List each distinct span of time stated in weeks in the pregnancy post below.

### Selected text
• • • • •

So since my last update I decided to switch hospitals and OBs.  Crazy, I know since I’m 22 weeks right now.  But the hospital I was originally planning on delivering at has very stringent rules about VBACs, which in turn governs how my OB practices.  Basically my OB was not allowing me to go beyond my due date–she had me schedule a repeat c-section for my due date in case I don’t go into labor beforehand.  Despite her reassurances that I would go into labor before my due date, I still found her confidence in at least attempting to labor so false after her absolute insistence on scheduling a c-section for my due date.  As any mother knows, it’s absolutely impossible to know exactly when a baby will arrive.  The 40 weeks medicine uses is just the average gestational period–it is not a clear marker of when the baby is ready.  And the 40 weeks are just estimates, at best, based on size and last menstrual period.  The range is 37-42 weeks.  Plus my due date was actually adjusted 4 days, so theoretically I could go into labor 4 days after my actual due date just because the size of the baby wasn’t accurate for dating.  So I decided to switch up the hospital and OB because I at least want to try to go into labor when the baby is ready to come out–not when a doctor thinks it’s best.

My new practice and hospital is one of the best medical universities in the country.  Because of this they have great facilities and practices that aren’t as conservative as my previous hospital and OB.  I’ll be seeing a midwife initially, which I’m a bit hesitant about.  But it has gotten a rousing endorsement from many moms in the neighborhood I live in that have undergone VBAC, and successfully.  So my care begins on Thursdays when I have my first appointment.

• • • • •

### Exercise data
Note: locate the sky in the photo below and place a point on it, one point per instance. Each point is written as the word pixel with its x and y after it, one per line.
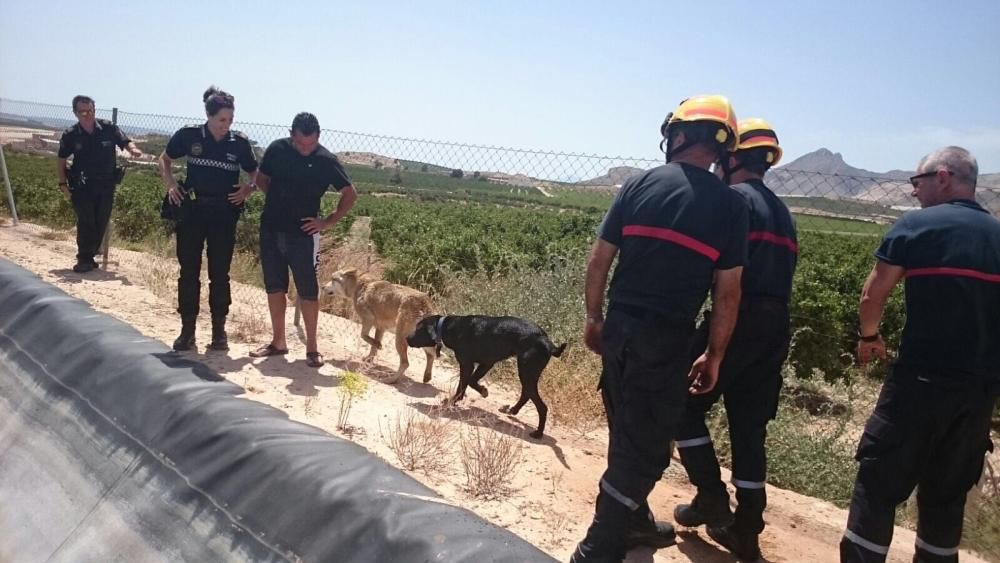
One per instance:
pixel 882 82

• • • • •

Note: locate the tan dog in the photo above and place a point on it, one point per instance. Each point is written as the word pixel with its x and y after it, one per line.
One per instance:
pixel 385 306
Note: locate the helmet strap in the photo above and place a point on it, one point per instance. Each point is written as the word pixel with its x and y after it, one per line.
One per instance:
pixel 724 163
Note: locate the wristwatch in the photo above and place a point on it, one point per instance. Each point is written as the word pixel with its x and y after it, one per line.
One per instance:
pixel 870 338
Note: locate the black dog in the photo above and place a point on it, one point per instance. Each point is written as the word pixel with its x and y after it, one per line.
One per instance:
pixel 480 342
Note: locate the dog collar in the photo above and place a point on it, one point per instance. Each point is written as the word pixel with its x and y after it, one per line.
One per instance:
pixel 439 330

• • • • •

### Result of the exercise
22 weeks
40 weeks
37-42 weeks